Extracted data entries
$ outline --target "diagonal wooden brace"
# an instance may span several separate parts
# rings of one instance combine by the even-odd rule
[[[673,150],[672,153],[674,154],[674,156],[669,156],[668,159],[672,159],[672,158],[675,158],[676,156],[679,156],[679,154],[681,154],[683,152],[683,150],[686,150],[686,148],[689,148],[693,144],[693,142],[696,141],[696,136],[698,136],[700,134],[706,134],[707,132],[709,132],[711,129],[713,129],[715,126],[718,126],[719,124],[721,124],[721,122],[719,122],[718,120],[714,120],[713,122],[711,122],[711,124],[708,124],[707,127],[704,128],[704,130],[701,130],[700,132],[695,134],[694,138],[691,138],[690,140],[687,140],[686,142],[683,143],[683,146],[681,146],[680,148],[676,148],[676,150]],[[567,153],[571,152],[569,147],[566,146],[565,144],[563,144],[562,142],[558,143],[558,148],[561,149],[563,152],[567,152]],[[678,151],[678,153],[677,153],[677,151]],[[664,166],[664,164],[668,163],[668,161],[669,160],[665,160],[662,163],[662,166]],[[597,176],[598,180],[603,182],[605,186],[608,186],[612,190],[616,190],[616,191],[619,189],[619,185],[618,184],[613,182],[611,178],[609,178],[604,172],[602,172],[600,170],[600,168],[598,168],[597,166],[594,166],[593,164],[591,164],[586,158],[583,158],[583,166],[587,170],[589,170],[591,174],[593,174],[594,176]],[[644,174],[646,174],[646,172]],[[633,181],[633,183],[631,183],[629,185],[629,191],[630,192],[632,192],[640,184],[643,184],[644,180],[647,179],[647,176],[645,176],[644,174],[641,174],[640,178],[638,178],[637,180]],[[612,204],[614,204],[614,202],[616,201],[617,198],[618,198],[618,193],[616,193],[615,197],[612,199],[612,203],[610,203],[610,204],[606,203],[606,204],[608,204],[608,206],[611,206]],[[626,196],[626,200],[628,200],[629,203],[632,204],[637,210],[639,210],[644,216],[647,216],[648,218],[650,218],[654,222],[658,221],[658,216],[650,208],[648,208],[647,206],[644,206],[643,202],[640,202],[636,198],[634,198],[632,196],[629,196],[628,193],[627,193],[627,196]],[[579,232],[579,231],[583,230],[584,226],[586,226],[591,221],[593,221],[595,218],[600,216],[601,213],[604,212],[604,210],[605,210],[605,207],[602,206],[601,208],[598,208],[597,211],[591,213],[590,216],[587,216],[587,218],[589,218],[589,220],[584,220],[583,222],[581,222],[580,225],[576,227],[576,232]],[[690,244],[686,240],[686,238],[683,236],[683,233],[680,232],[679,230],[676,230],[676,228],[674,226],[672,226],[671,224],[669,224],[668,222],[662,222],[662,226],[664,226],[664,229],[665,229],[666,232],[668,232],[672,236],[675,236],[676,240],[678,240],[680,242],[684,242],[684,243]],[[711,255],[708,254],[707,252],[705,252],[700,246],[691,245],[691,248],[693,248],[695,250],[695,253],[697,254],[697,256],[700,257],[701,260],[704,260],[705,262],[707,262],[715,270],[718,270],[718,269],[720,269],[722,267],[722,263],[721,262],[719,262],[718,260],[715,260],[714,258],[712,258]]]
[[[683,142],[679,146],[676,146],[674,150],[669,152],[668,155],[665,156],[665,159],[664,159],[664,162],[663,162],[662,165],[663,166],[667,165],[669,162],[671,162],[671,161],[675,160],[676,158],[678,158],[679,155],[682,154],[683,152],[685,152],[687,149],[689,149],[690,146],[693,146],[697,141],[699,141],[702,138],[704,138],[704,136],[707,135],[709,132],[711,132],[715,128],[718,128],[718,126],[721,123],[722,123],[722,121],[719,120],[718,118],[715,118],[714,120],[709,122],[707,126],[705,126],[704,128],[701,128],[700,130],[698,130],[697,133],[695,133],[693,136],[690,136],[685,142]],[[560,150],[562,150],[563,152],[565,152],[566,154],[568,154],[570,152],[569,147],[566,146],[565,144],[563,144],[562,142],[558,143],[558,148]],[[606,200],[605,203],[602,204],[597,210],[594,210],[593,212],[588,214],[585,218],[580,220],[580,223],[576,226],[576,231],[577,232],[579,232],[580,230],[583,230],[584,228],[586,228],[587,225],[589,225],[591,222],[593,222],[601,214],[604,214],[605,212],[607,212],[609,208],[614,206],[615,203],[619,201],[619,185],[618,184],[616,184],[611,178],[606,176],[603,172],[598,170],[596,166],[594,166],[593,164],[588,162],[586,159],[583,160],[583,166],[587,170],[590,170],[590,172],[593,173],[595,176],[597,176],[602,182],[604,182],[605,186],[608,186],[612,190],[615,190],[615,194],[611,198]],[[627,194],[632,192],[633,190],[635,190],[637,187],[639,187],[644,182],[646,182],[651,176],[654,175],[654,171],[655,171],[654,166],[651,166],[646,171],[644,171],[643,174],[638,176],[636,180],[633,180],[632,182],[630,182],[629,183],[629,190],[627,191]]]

## WHAT YOU SHOULD DO
Copy the records above. Leave out nothing.

## YOUR SOLUTION
$ outline --target "diagonal wooden brace"
# an instance may span several separate parts
# rings of one instance combine by the even-odd rule
[[[673,150],[672,153],[674,154],[674,156],[669,156],[668,159],[672,159],[672,158],[675,158],[676,156],[679,156],[679,154],[681,154],[683,152],[683,150],[686,150],[686,148],[689,148],[693,144],[693,142],[696,141],[696,136],[698,136],[700,134],[706,134],[707,132],[709,132],[711,129],[713,129],[715,126],[718,126],[719,124],[721,124],[721,122],[719,122],[718,120],[714,120],[713,122],[711,122],[711,124],[708,124],[707,127],[704,128],[704,130],[701,130],[700,132],[695,134],[694,138],[691,138],[690,140],[687,140],[686,142],[683,143],[683,146],[681,146],[680,148],[676,148],[676,150]],[[567,153],[571,152],[569,147],[566,146],[565,144],[563,144],[562,142],[558,143],[558,148],[561,149],[563,152],[567,152]],[[678,151],[678,153],[677,153],[677,151]],[[664,166],[664,164],[668,163],[668,161],[669,160],[665,160],[662,163],[662,166]],[[597,176],[598,180],[603,182],[605,186],[608,186],[612,190],[616,190],[616,191],[619,189],[619,185],[618,184],[613,182],[611,178],[609,178],[604,172],[602,172],[600,170],[600,168],[598,168],[597,166],[594,166],[593,164],[591,164],[586,158],[583,158],[583,166],[587,170],[589,170],[591,174],[593,174],[594,176]],[[644,174],[646,174],[646,172]],[[633,181],[633,183],[631,183],[629,185],[629,191],[630,192],[632,192],[640,184],[643,184],[644,180],[647,179],[647,176],[645,176],[644,174],[641,174],[640,178],[638,178],[637,180]],[[612,204],[614,204],[614,202],[616,201],[617,198],[618,198],[618,193],[616,193],[615,197],[612,199],[612,203],[610,203],[610,204],[606,203],[606,204],[608,204],[608,206],[611,206]],[[626,196],[626,200],[628,200],[629,203],[632,204],[637,210],[639,210],[644,216],[647,216],[648,218],[650,218],[654,222],[658,221],[658,216],[650,208],[648,208],[647,206],[644,206],[643,202],[640,202],[636,198],[634,198],[632,196],[629,196],[628,193],[627,193],[627,196]],[[579,232],[579,231],[583,230],[584,226],[586,226],[591,221],[593,221],[595,218],[600,216],[601,213],[604,212],[604,210],[605,210],[605,207],[602,206],[601,208],[598,208],[597,211],[591,213],[590,216],[587,216],[587,218],[589,218],[589,220],[584,220],[583,222],[581,222],[580,225],[576,227],[576,232]],[[690,244],[686,240],[686,238],[683,236],[683,233],[680,232],[679,230],[676,230],[676,228],[674,226],[672,226],[671,224],[669,224],[668,222],[662,222],[662,226],[664,226],[664,229],[665,229],[666,232],[668,232],[672,236],[675,236],[676,240],[678,240],[680,242],[684,242],[684,243]],[[711,255],[708,254],[707,252],[705,252],[700,246],[691,245],[691,248],[693,248],[695,250],[695,253],[697,254],[697,256],[700,257],[701,260],[704,260],[705,262],[707,262],[715,270],[718,270],[718,269],[720,269],[722,267],[722,263],[721,262],[719,262],[718,260],[715,260],[714,258],[712,258]]]
[[[683,142],[679,146],[676,146],[674,150],[669,152],[668,155],[665,156],[665,159],[664,159],[664,162],[663,162],[662,165],[663,166],[667,165],[669,162],[671,162],[671,161],[675,160],[676,158],[678,158],[679,155],[682,154],[683,152],[685,152],[687,149],[689,149],[690,146],[693,146],[697,141],[699,141],[702,138],[704,138],[704,136],[707,135],[709,132],[711,132],[715,128],[718,128],[718,126],[721,123],[722,123],[722,121],[719,120],[718,118],[715,118],[714,120],[709,122],[707,126],[705,126],[704,128],[701,128],[700,130],[698,130],[697,133],[695,133],[693,136],[690,136],[685,142]],[[560,150],[562,150],[563,152],[565,152],[566,154],[568,154],[570,152],[569,147],[566,146],[565,144],[563,144],[562,142],[558,143],[558,148]],[[606,200],[605,203],[602,204],[597,210],[594,210],[593,212],[588,214],[585,218],[580,220],[580,223],[576,226],[576,231],[577,232],[579,232],[580,230],[583,230],[584,228],[586,228],[587,225],[589,225],[591,222],[593,222],[601,214],[604,214],[605,212],[607,212],[609,208],[614,206],[615,203],[619,201],[619,185],[618,184],[616,184],[611,178],[606,176],[603,172],[598,170],[596,166],[594,166],[593,164],[588,162],[586,159],[583,160],[583,166],[587,170],[590,170],[590,172],[593,173],[595,176],[597,176],[602,182],[604,182],[605,186],[608,186],[612,190],[615,190],[615,194],[611,198]],[[627,194],[632,192],[633,190],[635,190],[637,187],[639,187],[644,182],[646,182],[651,176],[654,175],[654,171],[655,171],[654,166],[651,166],[646,171],[644,171],[643,174],[638,176],[636,180],[633,180],[632,182],[630,182],[629,183],[629,190],[627,191]]]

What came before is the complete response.